─── SUPPLIED DATA ───

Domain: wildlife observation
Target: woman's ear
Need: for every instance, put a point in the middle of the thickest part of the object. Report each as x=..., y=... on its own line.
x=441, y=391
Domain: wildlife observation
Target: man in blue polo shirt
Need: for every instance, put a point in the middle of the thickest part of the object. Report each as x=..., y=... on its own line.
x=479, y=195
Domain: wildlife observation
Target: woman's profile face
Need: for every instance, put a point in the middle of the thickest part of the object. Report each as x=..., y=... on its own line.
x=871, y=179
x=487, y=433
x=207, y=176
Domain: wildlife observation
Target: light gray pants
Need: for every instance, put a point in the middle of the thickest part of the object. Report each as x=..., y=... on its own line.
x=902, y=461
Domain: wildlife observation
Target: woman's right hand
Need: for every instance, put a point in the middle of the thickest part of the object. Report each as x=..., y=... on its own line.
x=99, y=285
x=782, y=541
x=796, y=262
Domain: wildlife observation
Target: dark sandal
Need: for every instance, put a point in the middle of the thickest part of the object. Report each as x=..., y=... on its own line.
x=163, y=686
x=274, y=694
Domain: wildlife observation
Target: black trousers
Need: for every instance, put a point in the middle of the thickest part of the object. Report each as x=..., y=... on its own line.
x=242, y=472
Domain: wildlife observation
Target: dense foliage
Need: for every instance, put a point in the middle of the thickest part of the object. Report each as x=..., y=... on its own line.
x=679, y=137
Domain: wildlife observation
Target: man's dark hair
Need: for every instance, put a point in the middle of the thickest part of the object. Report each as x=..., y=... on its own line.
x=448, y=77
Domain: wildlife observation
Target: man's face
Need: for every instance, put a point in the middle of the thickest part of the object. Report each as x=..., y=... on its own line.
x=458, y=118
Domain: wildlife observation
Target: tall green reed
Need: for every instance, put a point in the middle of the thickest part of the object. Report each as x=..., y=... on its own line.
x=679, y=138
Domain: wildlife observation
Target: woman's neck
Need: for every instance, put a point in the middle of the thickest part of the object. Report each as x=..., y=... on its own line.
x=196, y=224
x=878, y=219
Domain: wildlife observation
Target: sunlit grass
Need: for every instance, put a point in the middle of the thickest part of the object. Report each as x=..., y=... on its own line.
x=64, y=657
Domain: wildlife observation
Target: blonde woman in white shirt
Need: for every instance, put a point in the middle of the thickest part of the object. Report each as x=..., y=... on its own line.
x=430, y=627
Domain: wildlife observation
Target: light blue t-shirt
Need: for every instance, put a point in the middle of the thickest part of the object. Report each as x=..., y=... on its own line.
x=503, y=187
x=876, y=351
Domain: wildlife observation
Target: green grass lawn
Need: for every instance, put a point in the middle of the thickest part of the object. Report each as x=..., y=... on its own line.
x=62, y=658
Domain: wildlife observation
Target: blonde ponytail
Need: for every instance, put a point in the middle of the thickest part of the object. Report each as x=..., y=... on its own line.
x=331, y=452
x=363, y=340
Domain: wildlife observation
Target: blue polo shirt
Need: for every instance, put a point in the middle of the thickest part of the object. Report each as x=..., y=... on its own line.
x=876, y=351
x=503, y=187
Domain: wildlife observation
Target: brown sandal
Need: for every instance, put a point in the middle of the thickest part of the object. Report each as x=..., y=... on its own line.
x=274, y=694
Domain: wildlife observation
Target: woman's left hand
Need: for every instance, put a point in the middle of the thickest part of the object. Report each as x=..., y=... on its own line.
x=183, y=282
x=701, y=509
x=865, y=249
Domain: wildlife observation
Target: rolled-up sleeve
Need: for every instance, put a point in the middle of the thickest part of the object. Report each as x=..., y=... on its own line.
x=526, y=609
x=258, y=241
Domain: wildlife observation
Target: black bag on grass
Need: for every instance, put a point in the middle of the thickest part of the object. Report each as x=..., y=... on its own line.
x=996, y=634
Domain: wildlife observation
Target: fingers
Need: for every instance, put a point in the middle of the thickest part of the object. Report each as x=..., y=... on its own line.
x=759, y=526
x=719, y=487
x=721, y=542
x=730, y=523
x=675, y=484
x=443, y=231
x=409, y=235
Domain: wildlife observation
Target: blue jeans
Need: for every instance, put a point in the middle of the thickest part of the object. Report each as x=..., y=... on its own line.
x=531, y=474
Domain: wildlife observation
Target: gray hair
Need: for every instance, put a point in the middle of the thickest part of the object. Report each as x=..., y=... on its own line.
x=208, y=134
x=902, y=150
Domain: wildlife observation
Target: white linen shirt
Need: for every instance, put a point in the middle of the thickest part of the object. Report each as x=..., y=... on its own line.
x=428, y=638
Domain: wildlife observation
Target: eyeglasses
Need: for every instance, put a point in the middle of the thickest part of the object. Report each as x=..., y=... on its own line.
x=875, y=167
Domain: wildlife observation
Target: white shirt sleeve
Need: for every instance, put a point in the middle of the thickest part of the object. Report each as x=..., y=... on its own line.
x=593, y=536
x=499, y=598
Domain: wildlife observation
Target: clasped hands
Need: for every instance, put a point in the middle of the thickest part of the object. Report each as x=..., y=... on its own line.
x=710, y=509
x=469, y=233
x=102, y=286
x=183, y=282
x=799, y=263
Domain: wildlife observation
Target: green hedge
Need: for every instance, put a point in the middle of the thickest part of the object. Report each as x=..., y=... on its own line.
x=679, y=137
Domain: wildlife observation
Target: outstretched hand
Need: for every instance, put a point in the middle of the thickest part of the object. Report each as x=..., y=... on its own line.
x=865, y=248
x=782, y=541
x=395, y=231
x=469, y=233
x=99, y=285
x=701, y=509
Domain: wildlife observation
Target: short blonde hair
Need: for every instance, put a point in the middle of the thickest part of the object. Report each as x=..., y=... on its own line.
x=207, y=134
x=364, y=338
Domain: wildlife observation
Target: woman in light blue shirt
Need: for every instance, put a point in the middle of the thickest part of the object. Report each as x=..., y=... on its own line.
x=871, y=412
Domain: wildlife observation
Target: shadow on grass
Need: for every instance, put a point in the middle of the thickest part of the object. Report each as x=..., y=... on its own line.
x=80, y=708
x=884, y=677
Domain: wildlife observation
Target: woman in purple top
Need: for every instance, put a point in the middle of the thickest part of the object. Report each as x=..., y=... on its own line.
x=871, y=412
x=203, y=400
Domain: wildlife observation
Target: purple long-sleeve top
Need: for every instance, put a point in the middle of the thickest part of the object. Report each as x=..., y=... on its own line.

───
─── SUPPLIED DATA ───

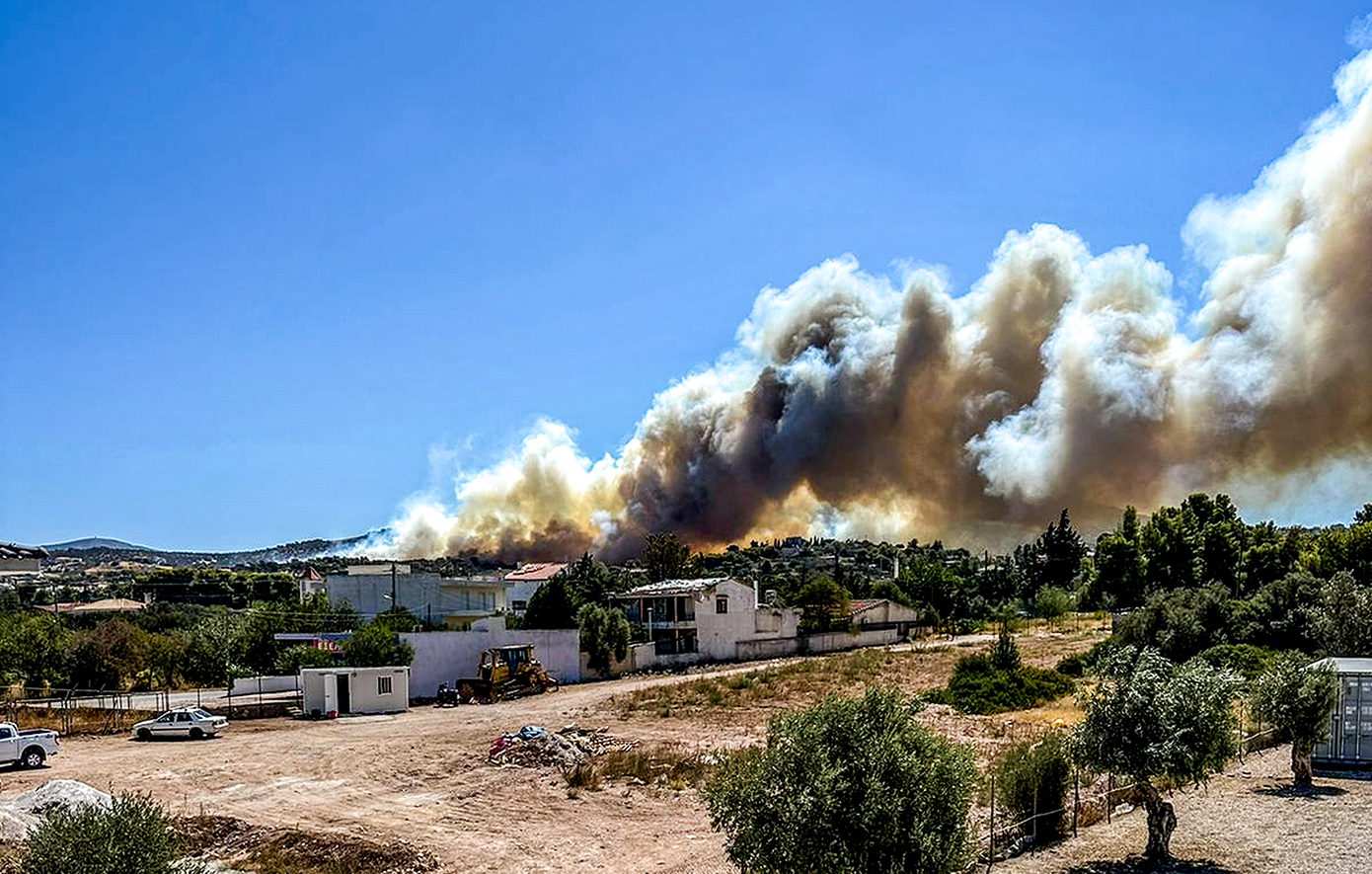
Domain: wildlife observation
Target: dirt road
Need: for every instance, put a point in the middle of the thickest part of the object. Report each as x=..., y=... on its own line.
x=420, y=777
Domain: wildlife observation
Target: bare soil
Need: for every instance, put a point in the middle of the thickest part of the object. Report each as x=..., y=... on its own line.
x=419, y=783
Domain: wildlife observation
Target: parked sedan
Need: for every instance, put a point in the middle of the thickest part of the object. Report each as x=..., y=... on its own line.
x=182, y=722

───
─── SUPPLIED DATA ───

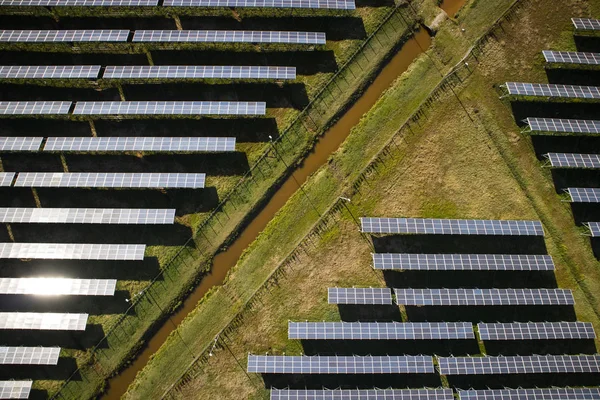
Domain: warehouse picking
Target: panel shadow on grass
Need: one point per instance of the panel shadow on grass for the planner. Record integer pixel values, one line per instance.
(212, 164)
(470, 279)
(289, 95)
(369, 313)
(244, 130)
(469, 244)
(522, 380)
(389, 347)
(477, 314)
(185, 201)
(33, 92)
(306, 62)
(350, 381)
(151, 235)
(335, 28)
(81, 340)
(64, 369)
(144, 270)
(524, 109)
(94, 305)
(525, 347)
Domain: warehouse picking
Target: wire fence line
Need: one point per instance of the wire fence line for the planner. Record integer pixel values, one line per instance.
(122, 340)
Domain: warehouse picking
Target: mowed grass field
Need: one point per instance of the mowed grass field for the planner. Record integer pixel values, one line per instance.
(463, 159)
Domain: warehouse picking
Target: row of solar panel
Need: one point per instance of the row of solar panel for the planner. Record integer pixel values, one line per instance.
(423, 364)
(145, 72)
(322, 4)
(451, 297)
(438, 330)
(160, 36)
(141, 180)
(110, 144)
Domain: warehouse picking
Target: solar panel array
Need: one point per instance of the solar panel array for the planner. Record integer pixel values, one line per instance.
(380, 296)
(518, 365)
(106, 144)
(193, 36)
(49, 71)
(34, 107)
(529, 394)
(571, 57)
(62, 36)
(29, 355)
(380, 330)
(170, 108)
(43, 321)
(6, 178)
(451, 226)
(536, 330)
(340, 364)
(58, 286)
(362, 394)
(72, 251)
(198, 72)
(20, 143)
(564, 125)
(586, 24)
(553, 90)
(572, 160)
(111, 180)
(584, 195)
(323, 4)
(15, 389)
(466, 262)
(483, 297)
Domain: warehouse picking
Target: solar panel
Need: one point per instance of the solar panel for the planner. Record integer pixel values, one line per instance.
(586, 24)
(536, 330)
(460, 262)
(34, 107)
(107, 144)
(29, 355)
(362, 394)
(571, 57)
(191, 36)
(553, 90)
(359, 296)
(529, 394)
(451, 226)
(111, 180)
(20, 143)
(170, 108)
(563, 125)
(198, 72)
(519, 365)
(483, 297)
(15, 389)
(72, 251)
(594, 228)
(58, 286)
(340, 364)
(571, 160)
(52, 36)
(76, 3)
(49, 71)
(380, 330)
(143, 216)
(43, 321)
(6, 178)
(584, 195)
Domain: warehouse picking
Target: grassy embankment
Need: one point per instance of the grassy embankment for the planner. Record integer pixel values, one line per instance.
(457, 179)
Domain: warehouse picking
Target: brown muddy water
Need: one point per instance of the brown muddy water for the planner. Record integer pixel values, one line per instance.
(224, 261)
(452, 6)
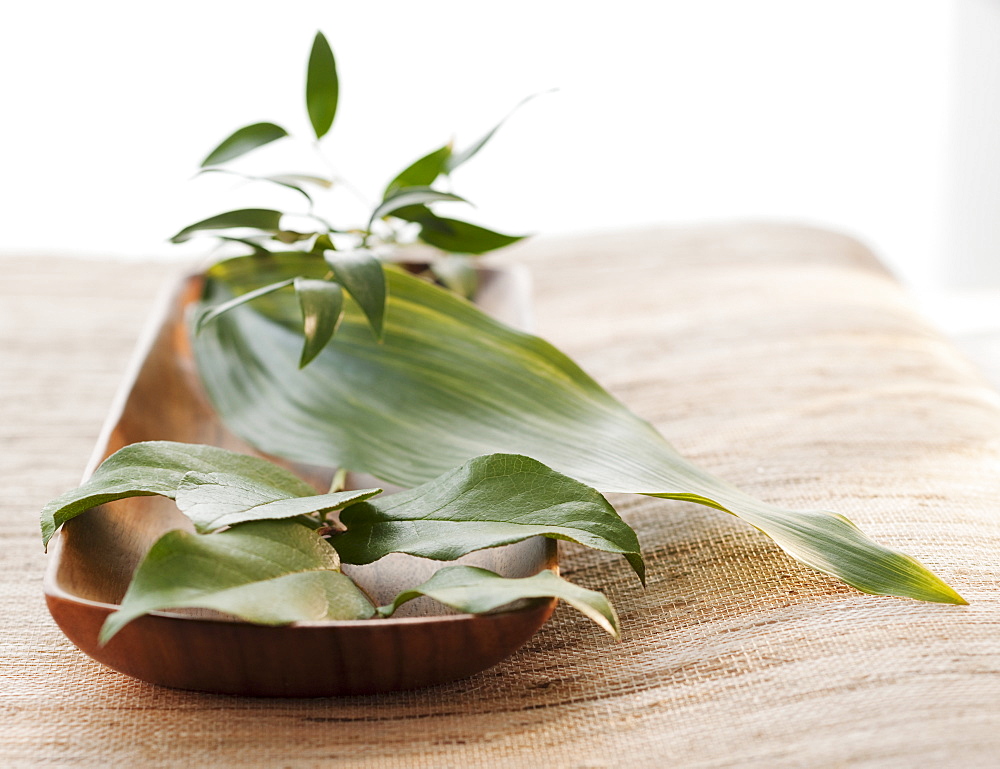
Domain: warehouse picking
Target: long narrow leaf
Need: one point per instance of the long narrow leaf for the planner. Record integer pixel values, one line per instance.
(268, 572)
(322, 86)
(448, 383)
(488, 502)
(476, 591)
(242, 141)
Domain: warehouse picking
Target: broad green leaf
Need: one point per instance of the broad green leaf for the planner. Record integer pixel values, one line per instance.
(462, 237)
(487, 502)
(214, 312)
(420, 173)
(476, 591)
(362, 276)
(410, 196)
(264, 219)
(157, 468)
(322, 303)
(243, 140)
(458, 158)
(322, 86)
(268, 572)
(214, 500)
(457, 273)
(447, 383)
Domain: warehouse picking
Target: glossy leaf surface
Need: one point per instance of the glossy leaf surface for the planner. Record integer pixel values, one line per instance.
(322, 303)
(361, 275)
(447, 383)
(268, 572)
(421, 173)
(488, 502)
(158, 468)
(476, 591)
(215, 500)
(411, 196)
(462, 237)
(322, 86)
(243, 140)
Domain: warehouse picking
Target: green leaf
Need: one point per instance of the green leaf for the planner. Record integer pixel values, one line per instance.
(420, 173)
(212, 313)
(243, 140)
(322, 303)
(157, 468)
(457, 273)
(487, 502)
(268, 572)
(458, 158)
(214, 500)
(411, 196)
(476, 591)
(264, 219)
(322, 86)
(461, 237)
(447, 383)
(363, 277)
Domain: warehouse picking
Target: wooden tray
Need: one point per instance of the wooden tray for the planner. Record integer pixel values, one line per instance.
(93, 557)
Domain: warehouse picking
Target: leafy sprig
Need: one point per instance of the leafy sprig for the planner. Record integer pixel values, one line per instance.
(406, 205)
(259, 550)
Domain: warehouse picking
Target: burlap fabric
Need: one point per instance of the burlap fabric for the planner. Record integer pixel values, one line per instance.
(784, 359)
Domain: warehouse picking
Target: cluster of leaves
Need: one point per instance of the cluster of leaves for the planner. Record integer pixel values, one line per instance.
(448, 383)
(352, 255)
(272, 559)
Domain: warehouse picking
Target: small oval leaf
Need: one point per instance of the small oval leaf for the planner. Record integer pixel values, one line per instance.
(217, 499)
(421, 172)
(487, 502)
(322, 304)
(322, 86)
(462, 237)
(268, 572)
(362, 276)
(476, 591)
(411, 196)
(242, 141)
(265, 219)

───

### GOAL:
Please find each line in the data above that contains the word "glossy" and copy those lines out.

### EXERCISE RESPONSE:
Target: glossy leaf surface
Need: one point per instance of the glossy leaf surface for the planner. Record integer pixel values, one line per instance.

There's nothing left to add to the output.